REQUIREMENTS:
Copy the listing below word for word, keeping every line as it appears.

Excerpt from a dataset:
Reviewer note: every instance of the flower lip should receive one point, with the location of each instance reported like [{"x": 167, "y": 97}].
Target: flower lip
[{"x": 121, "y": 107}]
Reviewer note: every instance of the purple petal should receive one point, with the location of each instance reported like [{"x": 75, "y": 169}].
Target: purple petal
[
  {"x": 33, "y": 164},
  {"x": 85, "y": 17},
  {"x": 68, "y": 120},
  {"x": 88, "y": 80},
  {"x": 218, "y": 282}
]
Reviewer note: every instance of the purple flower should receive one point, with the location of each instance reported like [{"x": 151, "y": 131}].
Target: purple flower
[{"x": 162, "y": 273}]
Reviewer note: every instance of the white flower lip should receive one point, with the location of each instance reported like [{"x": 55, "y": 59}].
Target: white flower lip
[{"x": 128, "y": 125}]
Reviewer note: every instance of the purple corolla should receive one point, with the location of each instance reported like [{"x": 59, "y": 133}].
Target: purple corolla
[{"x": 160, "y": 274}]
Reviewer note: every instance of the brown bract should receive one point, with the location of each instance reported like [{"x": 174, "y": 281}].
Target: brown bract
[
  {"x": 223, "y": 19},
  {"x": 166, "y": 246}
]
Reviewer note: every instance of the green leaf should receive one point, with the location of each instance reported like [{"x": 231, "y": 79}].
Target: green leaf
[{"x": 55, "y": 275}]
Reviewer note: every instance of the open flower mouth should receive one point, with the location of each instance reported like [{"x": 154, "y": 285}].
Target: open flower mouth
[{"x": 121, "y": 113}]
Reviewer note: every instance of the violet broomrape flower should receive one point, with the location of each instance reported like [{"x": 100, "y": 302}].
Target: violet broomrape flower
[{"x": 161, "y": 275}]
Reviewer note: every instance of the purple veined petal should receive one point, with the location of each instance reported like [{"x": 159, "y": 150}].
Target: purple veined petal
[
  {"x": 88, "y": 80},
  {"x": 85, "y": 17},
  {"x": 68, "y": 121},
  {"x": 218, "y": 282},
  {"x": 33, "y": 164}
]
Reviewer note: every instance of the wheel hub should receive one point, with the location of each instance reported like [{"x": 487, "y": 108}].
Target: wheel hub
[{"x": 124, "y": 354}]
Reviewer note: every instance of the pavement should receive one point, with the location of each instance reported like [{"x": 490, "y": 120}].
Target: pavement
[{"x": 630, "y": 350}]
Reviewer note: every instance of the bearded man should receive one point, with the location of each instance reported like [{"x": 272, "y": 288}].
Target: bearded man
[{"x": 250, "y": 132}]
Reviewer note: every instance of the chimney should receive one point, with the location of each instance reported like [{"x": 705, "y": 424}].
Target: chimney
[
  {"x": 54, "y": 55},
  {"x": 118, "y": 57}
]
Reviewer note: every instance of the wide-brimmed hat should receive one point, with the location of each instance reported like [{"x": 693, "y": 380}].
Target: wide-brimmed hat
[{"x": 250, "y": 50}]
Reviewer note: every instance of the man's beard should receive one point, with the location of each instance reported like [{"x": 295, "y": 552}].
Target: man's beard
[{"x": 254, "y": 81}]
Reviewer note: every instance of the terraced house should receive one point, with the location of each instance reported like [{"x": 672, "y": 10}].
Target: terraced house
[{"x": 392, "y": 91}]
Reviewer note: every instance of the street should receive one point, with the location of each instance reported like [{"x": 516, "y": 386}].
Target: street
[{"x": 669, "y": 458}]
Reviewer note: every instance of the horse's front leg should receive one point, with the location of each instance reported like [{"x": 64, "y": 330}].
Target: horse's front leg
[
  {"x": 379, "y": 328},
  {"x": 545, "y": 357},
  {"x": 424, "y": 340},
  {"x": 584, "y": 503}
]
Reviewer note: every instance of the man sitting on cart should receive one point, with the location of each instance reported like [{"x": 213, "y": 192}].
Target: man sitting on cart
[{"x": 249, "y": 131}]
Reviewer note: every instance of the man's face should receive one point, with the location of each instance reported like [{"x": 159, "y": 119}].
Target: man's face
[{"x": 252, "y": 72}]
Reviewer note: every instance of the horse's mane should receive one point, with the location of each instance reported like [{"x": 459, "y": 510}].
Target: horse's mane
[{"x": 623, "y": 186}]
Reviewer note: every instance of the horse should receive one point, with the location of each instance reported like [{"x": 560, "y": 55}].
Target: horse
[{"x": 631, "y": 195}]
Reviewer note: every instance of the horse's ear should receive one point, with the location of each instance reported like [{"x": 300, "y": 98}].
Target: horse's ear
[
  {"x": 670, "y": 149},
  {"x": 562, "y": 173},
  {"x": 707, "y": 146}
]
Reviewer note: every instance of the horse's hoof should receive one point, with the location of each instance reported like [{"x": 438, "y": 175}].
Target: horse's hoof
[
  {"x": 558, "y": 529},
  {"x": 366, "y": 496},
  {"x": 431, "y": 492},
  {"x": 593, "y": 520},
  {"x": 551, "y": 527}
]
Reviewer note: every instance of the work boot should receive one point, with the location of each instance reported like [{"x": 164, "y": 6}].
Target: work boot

EXERCISE ANSWER:
Reviewer note: every instance of the flower lip should receive one point, with the location of each instance reported like [{"x": 167, "y": 97}].
Target: flower lip
[{"x": 121, "y": 107}]
Reviewer note: every instance of the purple petal should receive one point, with the location of each instance reported like [{"x": 75, "y": 169}].
Target: purple petal
[
  {"x": 33, "y": 164},
  {"x": 85, "y": 17},
  {"x": 68, "y": 120},
  {"x": 88, "y": 80},
  {"x": 218, "y": 282}
]
Reviewer note: every instance of the purple flower should receive one point, with the location of each instance reported like [{"x": 151, "y": 131}].
Target: purple flower
[{"x": 162, "y": 273}]
Reviewer note: every instance of the white flower lip should receive one point, with the location of each instance reported like [{"x": 55, "y": 59}].
Target: white flower lip
[{"x": 128, "y": 125}]
Reviewer note: every instance of the purple corolla should receive one point, with the location of each instance reported like [{"x": 59, "y": 133}].
Target: purple corolla
[{"x": 160, "y": 274}]
Reviewer note: every instance of the brown bract should receive one point, with the location of each instance reported like [{"x": 174, "y": 281}].
Target: brown bract
[
  {"x": 223, "y": 19},
  {"x": 166, "y": 246}
]
Reviewer note: every instance of the green leaf should receive one point, with the location of each instance reported like [{"x": 231, "y": 79}].
Target: green leaf
[{"x": 55, "y": 275}]
Reviewer note: every instance of the open flower mouth should receive one point, with the location of each instance reported like [{"x": 154, "y": 285}].
Target: open flower mouth
[{"x": 121, "y": 113}]
Reviewer note: every instance of the violet broomrape flower should receive one point, with the location of each instance reported like [{"x": 100, "y": 302}].
Target: violet broomrape flower
[{"x": 161, "y": 275}]
Reviewer note: every instance of the purple veined petal should receive one point, with the location of each instance reported like [{"x": 159, "y": 150}].
Target: purple veined petal
[
  {"x": 88, "y": 80},
  {"x": 85, "y": 17},
  {"x": 68, "y": 121},
  {"x": 218, "y": 282},
  {"x": 33, "y": 164}
]
Reviewer note: every instance of the wheel hub should receive one point, with the location of each instance reported like [{"x": 487, "y": 108}].
Target: wheel hub
[{"x": 124, "y": 354}]
Reviewer note: every instance of the pavement should receive one point, with the location of each instance reported like [{"x": 490, "y": 120}].
Target: pavement
[{"x": 630, "y": 350}]
Reviewer note: every instance of the bearded man should receive one point, with the location of each instance reported like [{"x": 272, "y": 288}].
Target: bearded man
[{"x": 250, "y": 132}]
Reviewer note: every instance of the chimney should receive one point, with the location of each instance reported like [{"x": 705, "y": 424}].
Target: chimney
[
  {"x": 54, "y": 55},
  {"x": 118, "y": 57}
]
Reviewer note: every instance of the wide-brimmed hat should receive one point, with the location of each instance reported like [{"x": 693, "y": 380}].
Target: wide-brimmed hat
[{"x": 250, "y": 50}]
Reviewer note: every instance of the man's beard should receive one point, with the location of each instance reported like [{"x": 295, "y": 552}].
Target: man's beard
[{"x": 254, "y": 81}]
Reviewer note: every instance of the terraced house should receive one point, with the location of each instance reported like [{"x": 672, "y": 10}].
Target: terraced house
[{"x": 392, "y": 91}]
Reviewer note: every instance of the street should receive one point, with the location of each instance reported like [{"x": 516, "y": 386}].
Target: street
[{"x": 669, "y": 458}]
Reviewer note: every instance of the horse's front leg should receive one point, with the location of each instance reported like [{"x": 64, "y": 330}].
Target: horse's front leg
[
  {"x": 379, "y": 328},
  {"x": 545, "y": 357},
  {"x": 424, "y": 340},
  {"x": 584, "y": 503}
]
Reviewer note: every instance of the man sitting on cart should receive one point, with the location of each instance reported like [{"x": 213, "y": 192}].
Target: man sitting on cart
[{"x": 249, "y": 131}]
Reviewer note: every instance of the man's face should receive one point, with the location of each instance reported like [{"x": 159, "y": 119}].
Target: man's face
[{"x": 252, "y": 72}]
Reviewer note: every instance of the horse's mane should receive one point, with the location of each instance reported like [{"x": 459, "y": 510}].
Target: horse's mane
[{"x": 623, "y": 186}]
Reviewer note: every instance of the horse should receive one point, with the location of each instance reported like [{"x": 560, "y": 55}].
Target: horse
[{"x": 631, "y": 195}]
Reviewer note: every instance of the horse's ear should receive one point, with the location of each instance reported like [{"x": 300, "y": 98}].
Target: horse's ear
[
  {"x": 670, "y": 149},
  {"x": 562, "y": 173},
  {"x": 707, "y": 146}
]
Reviewer note: every instance of the horse's hoof should receive one point, with the location of each instance reported like [{"x": 438, "y": 175}].
Target: horse's hoof
[
  {"x": 558, "y": 529},
  {"x": 366, "y": 496},
  {"x": 431, "y": 492},
  {"x": 593, "y": 520},
  {"x": 551, "y": 527}
]
Reviewer note: every instance of the work boot should receive one point, with the location of each instance reported like [{"x": 164, "y": 6}].
Target: work boot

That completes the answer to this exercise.